[EXTRACTED RECORDS — start]

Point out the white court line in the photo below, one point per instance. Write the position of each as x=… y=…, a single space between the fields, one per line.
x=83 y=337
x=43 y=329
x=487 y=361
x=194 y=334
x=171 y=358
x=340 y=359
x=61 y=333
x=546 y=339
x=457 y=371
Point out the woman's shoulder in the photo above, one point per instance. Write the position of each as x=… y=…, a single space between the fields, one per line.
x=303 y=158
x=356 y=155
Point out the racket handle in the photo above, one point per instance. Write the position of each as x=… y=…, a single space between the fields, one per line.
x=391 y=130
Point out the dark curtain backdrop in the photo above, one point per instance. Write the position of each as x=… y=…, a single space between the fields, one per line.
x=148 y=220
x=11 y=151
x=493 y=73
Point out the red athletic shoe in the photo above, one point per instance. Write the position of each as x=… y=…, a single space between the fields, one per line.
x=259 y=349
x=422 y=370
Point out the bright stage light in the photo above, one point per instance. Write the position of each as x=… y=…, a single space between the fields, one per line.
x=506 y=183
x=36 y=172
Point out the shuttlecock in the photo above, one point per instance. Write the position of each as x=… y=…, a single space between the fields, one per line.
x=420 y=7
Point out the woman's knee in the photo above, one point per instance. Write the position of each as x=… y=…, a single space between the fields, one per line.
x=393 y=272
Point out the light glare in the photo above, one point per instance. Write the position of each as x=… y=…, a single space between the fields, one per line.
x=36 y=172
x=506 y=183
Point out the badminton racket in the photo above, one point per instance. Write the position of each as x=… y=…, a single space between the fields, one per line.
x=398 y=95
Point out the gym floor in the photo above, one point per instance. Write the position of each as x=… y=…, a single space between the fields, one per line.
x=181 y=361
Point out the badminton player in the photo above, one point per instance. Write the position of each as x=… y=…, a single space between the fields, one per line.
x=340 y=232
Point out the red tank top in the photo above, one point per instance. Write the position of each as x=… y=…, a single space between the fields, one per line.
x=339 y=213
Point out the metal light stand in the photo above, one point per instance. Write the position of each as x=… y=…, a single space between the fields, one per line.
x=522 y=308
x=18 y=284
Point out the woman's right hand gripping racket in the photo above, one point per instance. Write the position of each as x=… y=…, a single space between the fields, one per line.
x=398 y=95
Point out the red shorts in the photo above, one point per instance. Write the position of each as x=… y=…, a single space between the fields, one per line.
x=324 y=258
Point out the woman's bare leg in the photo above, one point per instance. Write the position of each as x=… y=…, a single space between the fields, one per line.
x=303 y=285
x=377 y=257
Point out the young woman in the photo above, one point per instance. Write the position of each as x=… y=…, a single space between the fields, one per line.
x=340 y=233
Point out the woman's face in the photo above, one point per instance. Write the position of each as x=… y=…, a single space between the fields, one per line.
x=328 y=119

[EXTRACTED RECORDS — finish]

Your answer must be the lines from the one that contains "Point out the woman's face" through the last line of the entries above, copied exactly, with no other lines.

TASK ANSWER:
Point out the woman's face in the photo above, one point per instance. Write the position of each as x=… y=…, a single space between the fields, one per line.
x=328 y=119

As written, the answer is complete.